> Source passage:
--------------------------------------------------

As to the Casio wrist watch, I recently purchased a $30 Casio Wave
Ceptor RCC with stainless band (tired of $10 band replacements on $20
watches). It may not reset on the first auto attempt, or a manual
attempt under iffy atmospheric conditions past midnight, but has never
failed to reset if left on the ground floor (on my wrist or on a counter
top). Having rated it over a 20 day period when new, I now leave it on
the night stand in the basement, and that little bugger resets about 80%
of the time. It might take several attempts and finally succeed at 4:06
AM EDT, but it gets it done.
Mine has the ability to shut off reception, so I did that to rate it
over 20 days when new. It runs 0.1 sec fast per day. A wonderful feature
is the ability to press the "D" button and it tells me the date and time
of the last reset, so armed with it's rating and time of last reset, it
is no big deal if it misses a reset or two.
This is a long shot, but unless you are that rare male who can resist
the urge to play with your new toy's features, could you have
inadvertently disabled the RCC feature? Not likely for a person of your
acumen, but other than that yours may fall into the "dud" category and
should be replaced under warranty. If you bought it through Amazon and
are within their return time limits, I would suggest sending it back for
a refund. Then purchase one with the display you want. A win-win.
As to rating it against a known standard and using the nist time.gov
site I hold the watch over the computer screen with the face next to the
computer second display and focus on the watch face. While not in the
Fovea centralis, I can observe the motion of the nist digits and if I
know the rough difference in seconds it is relatively easy to spot the
sub-second difference without shifting my eye.
The optimal solution is a time tick. I use a $40 pocket radio (Kaito
KA11) which can receive the 10 MHz and 15 MHz broadcasts. Despite their
claim that the nist computer display is "corrected for network delay," I
often see/hear a slight difference (maybe 0.2 to 0.3 second).
The above is a long ramble to suggest you have a lemon. Holding your jaw
and tongue in the right position, standing on your head in the
north-west corner of your yard while chanting won't alter that fact :-)
Bill B
On 5/12/2014 11:16 PM, Bruce J. Pennino wrote:
> ------------------------------------------------------------------------
> Hello:
>
> All comments appreciated. I have a solar digital Casio G shock with a
> black face and white/light digits. The major bottom row of digits for
> time are about 1/3 the diameter of the face. The day I sent my original
> email the signal was automatically received, but not received since.
> I've put the watch all over the house especially on the west side
> (towards Colorado) which seems to be best. Window sill does not usually
> work, but hanging from my curtain rod by a glass sliding door works
> sometimes.
>
> I'm going to try manual reception from different spots in house and
> yard. If anyone has thoughts about reception in yard please let me know.
>
> I just checked the G shock against a national time clock, and as fast as
> my eyes could jump from one to the other the watch is correct...maybe
> 1/2 second fast according to the standard. I'll check against USNO tomorrow.

--------------------------------------------------

(Extracted data entries)

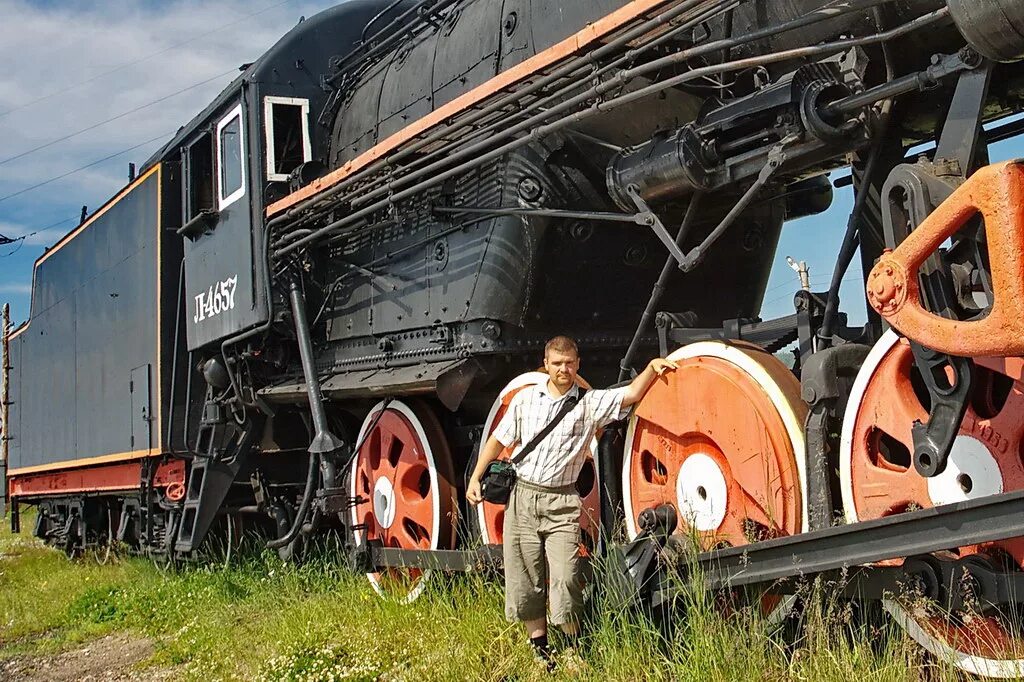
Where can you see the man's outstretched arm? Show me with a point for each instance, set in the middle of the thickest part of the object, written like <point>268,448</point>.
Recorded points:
<point>639,386</point>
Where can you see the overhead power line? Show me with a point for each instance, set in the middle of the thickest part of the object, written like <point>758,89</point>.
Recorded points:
<point>114,118</point>
<point>126,65</point>
<point>166,135</point>
<point>4,241</point>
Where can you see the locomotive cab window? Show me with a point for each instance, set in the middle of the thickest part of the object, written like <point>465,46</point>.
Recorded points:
<point>287,125</point>
<point>199,160</point>
<point>230,156</point>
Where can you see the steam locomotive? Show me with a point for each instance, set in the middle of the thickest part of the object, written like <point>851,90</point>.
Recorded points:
<point>314,302</point>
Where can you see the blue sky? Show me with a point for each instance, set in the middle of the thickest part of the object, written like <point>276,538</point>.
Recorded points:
<point>79,64</point>
<point>71,66</point>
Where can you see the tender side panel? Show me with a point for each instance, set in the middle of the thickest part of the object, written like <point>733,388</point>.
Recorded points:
<point>86,375</point>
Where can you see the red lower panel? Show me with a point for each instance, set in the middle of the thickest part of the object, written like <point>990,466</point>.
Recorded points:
<point>102,478</point>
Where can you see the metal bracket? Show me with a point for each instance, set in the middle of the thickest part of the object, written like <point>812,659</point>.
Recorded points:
<point>776,158</point>
<point>932,441</point>
<point>647,217</point>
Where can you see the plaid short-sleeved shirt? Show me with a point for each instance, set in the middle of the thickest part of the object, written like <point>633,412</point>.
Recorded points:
<point>558,459</point>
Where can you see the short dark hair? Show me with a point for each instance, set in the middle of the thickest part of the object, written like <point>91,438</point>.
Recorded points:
<point>562,344</point>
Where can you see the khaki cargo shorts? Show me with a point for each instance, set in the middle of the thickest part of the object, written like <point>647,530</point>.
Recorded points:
<point>542,552</point>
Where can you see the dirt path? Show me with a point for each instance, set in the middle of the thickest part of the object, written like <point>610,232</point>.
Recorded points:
<point>109,659</point>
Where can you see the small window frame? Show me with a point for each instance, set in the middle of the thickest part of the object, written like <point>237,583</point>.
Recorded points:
<point>222,201</point>
<point>271,162</point>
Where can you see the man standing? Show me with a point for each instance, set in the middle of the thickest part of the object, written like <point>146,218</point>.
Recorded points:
<point>542,520</point>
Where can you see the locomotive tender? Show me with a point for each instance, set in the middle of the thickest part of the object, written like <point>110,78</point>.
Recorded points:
<point>314,301</point>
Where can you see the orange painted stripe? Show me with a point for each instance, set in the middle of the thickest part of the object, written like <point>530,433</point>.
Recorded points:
<point>593,33</point>
<point>85,462</point>
<point>103,209</point>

--------------------------------------------------

> Challenge:
From the email thread about Casio watches, list every dollar amount and what each one is the price of.

> Finished exercise:
- $30: a Casio Wave Ceptor RCC with stainless band
- $10: band replacements
- $20: watches
- $40: a pocket radio (Kaito KA11)